---- Records provided

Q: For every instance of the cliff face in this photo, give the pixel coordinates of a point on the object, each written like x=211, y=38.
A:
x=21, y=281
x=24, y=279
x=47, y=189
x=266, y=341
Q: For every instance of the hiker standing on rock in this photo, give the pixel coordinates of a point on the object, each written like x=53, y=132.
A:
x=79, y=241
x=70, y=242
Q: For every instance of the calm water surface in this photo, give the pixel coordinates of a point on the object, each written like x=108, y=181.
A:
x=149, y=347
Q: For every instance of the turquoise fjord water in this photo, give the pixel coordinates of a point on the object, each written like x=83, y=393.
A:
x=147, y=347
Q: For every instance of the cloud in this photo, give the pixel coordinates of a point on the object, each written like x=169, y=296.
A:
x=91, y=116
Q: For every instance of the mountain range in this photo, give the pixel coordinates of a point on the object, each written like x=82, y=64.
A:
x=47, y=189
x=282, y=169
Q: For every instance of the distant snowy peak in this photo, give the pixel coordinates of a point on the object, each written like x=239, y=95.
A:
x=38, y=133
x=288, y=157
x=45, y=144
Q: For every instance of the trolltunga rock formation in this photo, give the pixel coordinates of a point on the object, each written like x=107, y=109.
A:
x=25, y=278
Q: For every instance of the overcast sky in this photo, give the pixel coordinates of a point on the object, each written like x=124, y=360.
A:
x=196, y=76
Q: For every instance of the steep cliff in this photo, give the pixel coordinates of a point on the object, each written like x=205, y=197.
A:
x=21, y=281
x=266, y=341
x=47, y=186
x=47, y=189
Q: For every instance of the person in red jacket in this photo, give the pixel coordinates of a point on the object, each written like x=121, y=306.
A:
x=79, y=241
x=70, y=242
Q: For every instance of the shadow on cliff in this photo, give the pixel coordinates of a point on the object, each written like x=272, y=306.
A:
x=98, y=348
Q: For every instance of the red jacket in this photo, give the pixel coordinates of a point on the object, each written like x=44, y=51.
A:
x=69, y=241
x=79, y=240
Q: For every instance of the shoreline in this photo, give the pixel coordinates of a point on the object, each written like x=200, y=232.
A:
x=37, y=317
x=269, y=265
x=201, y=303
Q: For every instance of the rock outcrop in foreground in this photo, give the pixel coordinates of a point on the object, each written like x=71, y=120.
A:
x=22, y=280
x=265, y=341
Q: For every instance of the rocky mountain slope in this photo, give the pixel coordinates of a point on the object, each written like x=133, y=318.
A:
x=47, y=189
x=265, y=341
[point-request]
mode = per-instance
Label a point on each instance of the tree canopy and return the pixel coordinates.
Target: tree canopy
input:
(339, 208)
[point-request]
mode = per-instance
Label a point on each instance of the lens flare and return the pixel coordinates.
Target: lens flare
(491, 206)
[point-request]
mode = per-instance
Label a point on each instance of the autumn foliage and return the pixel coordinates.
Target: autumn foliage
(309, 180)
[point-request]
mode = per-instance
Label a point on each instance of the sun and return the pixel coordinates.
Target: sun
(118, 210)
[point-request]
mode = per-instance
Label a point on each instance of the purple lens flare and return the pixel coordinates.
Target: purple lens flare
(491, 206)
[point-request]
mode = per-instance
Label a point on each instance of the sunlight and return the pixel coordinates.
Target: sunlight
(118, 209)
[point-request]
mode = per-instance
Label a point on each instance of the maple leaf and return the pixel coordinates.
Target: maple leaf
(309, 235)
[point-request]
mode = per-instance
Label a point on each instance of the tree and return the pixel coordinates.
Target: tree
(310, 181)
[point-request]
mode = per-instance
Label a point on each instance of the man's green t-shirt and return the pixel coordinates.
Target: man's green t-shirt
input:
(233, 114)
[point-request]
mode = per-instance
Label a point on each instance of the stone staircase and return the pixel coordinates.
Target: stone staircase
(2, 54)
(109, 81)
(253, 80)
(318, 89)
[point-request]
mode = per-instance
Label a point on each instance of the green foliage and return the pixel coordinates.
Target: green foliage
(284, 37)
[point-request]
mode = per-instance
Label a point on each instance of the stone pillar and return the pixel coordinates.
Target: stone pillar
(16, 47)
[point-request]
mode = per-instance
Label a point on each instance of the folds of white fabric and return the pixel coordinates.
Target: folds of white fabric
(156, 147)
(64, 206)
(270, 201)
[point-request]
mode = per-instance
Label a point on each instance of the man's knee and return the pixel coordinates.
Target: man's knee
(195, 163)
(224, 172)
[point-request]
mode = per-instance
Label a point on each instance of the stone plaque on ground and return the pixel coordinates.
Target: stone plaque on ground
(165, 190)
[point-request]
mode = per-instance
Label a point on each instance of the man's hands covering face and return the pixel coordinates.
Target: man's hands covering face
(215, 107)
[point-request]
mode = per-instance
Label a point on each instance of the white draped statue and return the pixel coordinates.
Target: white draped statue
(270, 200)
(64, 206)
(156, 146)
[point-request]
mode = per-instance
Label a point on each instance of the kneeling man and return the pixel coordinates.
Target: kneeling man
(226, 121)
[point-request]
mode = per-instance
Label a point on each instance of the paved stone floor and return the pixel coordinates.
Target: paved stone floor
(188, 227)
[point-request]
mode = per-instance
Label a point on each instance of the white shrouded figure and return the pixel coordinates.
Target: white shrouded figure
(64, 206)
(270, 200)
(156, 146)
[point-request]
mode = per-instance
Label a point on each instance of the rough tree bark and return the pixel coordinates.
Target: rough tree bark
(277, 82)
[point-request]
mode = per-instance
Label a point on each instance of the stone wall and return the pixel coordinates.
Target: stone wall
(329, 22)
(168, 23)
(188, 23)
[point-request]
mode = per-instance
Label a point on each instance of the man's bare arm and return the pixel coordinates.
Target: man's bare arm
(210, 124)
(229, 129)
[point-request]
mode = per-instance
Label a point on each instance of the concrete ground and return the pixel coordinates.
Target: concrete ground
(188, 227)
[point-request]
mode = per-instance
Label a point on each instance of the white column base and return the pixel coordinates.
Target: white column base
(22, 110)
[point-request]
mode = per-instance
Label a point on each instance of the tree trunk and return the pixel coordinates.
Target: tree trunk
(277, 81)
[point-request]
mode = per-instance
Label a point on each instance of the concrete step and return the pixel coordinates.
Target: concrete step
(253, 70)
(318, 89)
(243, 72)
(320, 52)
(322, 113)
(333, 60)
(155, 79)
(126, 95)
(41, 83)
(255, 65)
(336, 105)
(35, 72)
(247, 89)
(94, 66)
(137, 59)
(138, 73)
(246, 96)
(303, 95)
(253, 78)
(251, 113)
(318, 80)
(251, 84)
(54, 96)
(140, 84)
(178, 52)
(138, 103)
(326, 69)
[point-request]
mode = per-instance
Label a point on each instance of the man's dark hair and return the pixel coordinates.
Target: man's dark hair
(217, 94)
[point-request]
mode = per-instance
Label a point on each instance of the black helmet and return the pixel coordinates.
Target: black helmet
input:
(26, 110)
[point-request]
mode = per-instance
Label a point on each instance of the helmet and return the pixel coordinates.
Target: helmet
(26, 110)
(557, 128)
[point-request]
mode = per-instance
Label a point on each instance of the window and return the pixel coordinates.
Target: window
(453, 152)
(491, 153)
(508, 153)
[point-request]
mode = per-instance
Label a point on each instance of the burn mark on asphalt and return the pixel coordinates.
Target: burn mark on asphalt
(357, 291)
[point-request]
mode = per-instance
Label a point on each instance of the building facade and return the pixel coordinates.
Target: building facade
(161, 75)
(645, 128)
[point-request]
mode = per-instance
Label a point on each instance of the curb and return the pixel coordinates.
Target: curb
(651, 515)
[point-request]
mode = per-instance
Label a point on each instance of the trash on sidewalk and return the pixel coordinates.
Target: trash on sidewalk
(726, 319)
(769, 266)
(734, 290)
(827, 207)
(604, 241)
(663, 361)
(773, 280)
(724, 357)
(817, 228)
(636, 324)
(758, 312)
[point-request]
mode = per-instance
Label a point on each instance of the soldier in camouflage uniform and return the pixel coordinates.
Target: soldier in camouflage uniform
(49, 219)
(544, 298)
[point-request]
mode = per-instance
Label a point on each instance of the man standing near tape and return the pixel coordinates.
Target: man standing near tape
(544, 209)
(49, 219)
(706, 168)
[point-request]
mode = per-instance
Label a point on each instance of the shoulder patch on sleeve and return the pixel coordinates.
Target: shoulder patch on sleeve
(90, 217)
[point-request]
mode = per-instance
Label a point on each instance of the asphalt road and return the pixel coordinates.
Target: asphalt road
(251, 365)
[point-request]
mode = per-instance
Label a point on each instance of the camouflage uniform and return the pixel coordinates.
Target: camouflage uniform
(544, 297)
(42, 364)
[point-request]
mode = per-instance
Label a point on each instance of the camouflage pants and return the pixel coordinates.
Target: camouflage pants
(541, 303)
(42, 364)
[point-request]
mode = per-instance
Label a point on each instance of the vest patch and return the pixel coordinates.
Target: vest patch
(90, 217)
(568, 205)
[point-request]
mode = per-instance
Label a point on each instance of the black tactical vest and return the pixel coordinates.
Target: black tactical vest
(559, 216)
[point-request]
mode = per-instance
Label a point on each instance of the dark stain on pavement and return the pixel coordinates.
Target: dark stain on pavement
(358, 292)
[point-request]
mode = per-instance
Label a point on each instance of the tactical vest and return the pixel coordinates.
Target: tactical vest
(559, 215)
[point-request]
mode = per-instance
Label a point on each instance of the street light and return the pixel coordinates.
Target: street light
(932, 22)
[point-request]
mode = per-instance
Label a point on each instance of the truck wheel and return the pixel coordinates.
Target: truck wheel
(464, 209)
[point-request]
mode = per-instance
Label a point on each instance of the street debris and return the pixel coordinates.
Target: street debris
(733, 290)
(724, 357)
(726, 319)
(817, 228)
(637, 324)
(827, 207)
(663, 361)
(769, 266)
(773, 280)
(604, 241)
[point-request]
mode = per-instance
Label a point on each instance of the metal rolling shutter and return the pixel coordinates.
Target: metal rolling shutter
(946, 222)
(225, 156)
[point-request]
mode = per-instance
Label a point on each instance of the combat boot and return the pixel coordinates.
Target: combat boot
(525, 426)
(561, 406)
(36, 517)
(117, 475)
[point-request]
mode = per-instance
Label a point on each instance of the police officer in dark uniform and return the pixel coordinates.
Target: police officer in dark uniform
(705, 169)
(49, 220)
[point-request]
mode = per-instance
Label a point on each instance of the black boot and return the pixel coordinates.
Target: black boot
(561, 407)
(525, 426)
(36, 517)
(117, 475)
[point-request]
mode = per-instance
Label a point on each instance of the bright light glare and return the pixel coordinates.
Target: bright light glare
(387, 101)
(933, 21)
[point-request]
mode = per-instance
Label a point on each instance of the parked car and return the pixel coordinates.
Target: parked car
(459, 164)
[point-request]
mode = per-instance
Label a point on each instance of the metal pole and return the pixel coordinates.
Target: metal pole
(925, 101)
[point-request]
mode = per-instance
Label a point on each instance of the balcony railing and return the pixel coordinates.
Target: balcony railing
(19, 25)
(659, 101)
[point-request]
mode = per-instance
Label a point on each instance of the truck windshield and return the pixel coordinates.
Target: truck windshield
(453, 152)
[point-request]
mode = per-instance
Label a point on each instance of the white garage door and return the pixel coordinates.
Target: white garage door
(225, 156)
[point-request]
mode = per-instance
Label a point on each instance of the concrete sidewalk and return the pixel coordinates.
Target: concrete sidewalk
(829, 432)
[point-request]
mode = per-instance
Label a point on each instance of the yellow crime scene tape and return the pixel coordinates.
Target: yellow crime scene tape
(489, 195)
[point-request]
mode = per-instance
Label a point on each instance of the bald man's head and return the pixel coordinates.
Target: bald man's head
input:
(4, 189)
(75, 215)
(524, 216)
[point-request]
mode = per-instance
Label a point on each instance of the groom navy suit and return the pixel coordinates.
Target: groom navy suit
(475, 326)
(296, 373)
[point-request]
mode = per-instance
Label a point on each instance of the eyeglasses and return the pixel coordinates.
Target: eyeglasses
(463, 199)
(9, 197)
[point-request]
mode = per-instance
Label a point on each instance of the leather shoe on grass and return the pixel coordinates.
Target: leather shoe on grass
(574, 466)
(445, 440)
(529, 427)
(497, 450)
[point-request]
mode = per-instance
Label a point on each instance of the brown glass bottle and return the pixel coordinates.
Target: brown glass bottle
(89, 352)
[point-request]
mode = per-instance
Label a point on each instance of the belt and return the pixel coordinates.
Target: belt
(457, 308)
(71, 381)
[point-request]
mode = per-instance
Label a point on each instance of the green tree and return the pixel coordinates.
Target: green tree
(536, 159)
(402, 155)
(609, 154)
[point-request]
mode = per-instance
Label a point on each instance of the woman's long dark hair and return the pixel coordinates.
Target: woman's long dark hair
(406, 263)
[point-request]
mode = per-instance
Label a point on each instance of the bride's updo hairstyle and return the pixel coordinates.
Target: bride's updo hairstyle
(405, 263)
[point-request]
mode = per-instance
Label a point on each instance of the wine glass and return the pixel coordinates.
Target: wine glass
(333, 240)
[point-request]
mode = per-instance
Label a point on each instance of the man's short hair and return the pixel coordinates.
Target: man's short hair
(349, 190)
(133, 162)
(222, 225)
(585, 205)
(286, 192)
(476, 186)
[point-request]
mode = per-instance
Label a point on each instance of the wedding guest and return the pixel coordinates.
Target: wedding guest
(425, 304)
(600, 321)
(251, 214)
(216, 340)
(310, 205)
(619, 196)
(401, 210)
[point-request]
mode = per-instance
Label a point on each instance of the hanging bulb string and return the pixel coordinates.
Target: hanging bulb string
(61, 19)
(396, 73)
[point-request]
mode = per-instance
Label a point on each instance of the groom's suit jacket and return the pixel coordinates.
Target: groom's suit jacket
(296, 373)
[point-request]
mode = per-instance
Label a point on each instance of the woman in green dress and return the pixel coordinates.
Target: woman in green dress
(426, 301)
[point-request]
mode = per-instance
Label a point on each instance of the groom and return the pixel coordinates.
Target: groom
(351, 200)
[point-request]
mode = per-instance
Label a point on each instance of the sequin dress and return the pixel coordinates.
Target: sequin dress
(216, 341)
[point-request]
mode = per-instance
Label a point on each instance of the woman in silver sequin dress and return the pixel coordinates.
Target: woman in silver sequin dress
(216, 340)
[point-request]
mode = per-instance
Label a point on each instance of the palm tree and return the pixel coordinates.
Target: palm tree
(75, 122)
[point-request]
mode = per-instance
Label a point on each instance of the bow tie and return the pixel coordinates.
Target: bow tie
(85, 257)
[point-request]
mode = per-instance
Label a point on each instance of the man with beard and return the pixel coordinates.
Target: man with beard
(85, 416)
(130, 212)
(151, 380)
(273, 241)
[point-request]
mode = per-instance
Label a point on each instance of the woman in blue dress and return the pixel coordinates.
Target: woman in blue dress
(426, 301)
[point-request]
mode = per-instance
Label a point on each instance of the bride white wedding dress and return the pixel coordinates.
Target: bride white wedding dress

--------

Goal »
Reproduce the entries word for word, from their first line through the line containing "x=149, y=347", with that line included.

Expected output »
Q: For every instance of the cliff face in this photo, give the pixel coordinates of a point on the object, each written like x=211, y=38.
A:
x=21, y=281
x=24, y=279
x=47, y=189
x=266, y=341
Q: For every instance of the hiker standing on rock in this photo, give the pixel coordinates of a point on the object, each written like x=53, y=132.
A:
x=79, y=241
x=70, y=242
Q: For every instance of the calm water surface in this photo, give the pixel coordinates of a point on the object, each written like x=108, y=181.
A:
x=149, y=347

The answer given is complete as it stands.